> [Source excerpt]
☆ ☆ ☆
There have been so many thrills and deeply satisfying experiences in this trip that it is hard to distill the essence. As I crouch on the side deck rebedding a cap-rail I am watching Bernard and Elian, 27 year cruising veterans , getting ready to sail back to France. Quietly, methodically, without the need of much talk, they go through a many times rehearsed protocol of preparation. It takes more than a day but as they draw closer to a departure time they exude a simple confidence in their boat, their skills, their ability to exert control over almost anything that may occur. To a small degree we have done this also and watching them I am envious, for within these parameters you know that you come close to self reliance. Within a contemporary "in the system" life this is impossible. There is so much beyond our control, dependant as we are on entities too large to relate to and too complicated to comprehend. It is empowering to immerse oneself in a life where preparation, experience, attention to detail and a modicum of luck define completely the outcome of choices you make.
This blog was started as a way to keep family and friends appraised of our travels and we have been fortunate to gather a fair readership with more than one hundred and fifty visits most weeks. The vitality of the comments and other communications has made the whole exercise most enjoyable. We have been encouraged to attempt to use the blog as a basis for a book and may succumb to that vanity if we can gain a clear vision of a narrative structure that might help avoid the final iteration being grossly dull. To find a publisher the blog readership is an asset, but since no one wants to read of our trials and tribulations in Deltaville we must now bring this to a close. A mailing list of readers would be something concrete so if you have even a slightest interest in a book (or if you don't) please send us a contact e-mail (to richardcross686@gmail.com) which we promise to use only to harass you in the future to buy our tome. Any comments and suggestions would also be welcome and listened to.
By making the leap and getting out there we have come to better realize, mostly through the repeated kindness of strangers, that no matter where you are, the world is full of modest strong people doing their best for families and friends. The realization has been heartwarming.


The End, or is it just the beginning?
☆ ☆ ☆
> [Material shown]

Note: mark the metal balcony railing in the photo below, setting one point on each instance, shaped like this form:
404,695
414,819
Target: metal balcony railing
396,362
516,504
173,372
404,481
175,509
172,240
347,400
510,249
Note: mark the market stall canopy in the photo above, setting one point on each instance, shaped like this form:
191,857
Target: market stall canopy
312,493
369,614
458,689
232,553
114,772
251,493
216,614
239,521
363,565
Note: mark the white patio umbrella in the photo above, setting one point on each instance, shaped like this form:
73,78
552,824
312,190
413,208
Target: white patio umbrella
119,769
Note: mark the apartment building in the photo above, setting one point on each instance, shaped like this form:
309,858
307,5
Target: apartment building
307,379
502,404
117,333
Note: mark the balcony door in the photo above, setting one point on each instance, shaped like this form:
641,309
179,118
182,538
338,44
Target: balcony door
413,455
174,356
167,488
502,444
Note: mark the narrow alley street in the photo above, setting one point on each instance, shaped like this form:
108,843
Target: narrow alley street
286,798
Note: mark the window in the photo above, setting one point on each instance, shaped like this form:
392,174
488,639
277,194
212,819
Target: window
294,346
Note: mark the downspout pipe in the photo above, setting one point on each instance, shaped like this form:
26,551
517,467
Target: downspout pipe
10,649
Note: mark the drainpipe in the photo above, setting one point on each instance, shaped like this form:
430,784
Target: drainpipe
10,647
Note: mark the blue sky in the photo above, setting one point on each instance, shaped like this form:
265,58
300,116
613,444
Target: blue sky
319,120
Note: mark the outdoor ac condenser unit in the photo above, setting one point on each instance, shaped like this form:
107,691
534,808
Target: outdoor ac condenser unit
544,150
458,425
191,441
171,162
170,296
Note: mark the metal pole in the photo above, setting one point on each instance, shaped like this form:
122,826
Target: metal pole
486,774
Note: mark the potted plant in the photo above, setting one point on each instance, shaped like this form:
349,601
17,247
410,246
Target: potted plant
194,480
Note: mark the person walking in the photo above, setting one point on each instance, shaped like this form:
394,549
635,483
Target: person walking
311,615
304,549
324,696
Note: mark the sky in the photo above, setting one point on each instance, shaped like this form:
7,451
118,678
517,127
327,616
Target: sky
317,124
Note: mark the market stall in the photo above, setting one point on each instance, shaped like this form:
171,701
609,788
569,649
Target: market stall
☆ ☆ ☆
> [Task statement]
Answer these questions from the blog excerpt above.
(a) How many years have Bernard and Elian been cruising?
(b) How many visits does the blog receive most weeks?
(c) To what e-mail address should readers send a contact e-mail?

> [Full output]
(a) 27 years.
(b) More than one hundred and fifty.
(c) richardcross686@gmail.com